#### Texte de lecture
────────
M. le lieutenant-colonel Duménil du 4o d'infanterie met à la disposition de la Société cinquante soldats lorsqu'elle voudra entreprendre des fouilles.

Vif remerciment à M. Duménil.

M. l'abbé Daras dépose sur le bureau une note qu'il avait promise sur le cartulaire de Nogent-sous-Coucy.

Cartulaire de Nogent-sous-Coucy.

Il existe plusieurs cartulaires ou transcriptions d'anciens titres de l'important monastère de Nogent. Celui dont la Société doit communication à M. Grégoire de Coucy forme un in-4o de 225 pages, écrit sur papier et relié. C'est une copie assez moderne du grand cartulaire de l'abbaye, appelé Livre rouge. L'écriture, la couverture, le style ne permettent pas de faire remonter ce travail à plus d'un siècle; c'est l'œuvre de quelque moine (1) du siècle dernier qui aura fait cette copie pour lui, ou plutôt pour les historiens de l'ordre des Bénédictins qui amassaient partout alors les innombrables documents relatifs à leur histoire. Maintenant qu'est devenu l'original ou véritable Livre rouge? A-t-il péri à l'époque de la révolution? Dort-il ignoré sous la poussière dans

(1) Le copiste, dans une note, parlant d'un seigneur, l'appelle nos Sire.
────────
#### Section des données
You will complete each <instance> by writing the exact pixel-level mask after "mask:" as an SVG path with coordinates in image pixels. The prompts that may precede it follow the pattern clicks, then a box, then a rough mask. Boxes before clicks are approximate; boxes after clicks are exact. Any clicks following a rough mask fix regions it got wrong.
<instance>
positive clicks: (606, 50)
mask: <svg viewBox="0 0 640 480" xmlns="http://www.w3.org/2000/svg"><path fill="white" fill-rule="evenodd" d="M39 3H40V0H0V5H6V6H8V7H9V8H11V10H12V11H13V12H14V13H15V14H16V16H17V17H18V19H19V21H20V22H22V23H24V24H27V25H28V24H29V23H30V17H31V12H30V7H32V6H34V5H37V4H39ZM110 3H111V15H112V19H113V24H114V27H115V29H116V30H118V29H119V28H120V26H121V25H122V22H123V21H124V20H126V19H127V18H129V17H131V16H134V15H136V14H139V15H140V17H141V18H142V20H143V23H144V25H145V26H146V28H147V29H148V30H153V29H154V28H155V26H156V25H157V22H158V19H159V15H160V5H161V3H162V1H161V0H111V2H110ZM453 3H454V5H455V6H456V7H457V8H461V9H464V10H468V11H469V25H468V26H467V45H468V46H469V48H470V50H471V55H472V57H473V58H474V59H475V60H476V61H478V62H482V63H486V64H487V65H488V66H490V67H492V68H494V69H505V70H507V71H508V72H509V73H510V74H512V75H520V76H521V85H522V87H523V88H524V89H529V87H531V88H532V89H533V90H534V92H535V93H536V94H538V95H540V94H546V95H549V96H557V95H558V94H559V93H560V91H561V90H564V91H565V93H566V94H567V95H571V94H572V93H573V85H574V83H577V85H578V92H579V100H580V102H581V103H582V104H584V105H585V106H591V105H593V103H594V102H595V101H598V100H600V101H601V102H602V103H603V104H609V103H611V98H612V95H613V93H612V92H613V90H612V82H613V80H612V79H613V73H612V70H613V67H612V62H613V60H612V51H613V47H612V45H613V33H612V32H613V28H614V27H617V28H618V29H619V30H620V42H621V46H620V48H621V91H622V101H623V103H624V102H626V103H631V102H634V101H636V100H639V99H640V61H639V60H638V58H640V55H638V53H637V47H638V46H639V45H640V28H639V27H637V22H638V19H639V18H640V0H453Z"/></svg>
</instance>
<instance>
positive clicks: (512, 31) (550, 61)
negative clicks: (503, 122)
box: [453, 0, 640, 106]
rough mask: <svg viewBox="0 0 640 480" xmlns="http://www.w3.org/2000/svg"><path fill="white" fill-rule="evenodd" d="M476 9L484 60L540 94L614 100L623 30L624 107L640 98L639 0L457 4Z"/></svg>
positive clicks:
────────
#### Consignes
1) D'après le texte sur le cartulaire de Nogent-sous-Coucy, quel nom porte le grand cartulaire de l'abbaye ?
2) Recopiez le passage du texte sur le cartulaire de Nogent-sous-Coucy qui va de « M. le lieutenant-colonel » à « à M. Duménil. », en changeant « cinquante » en « trente ».

#### Corrigé des exercices
1) Le Livre rouge.

2)
M. le lieutenant-colonel Duménil du 4o d'infanterie met à la disposition de la Société trente soldats lorsqu'elle voudra entreprendre des fouilles.

Vif remerciment à M. Duménil.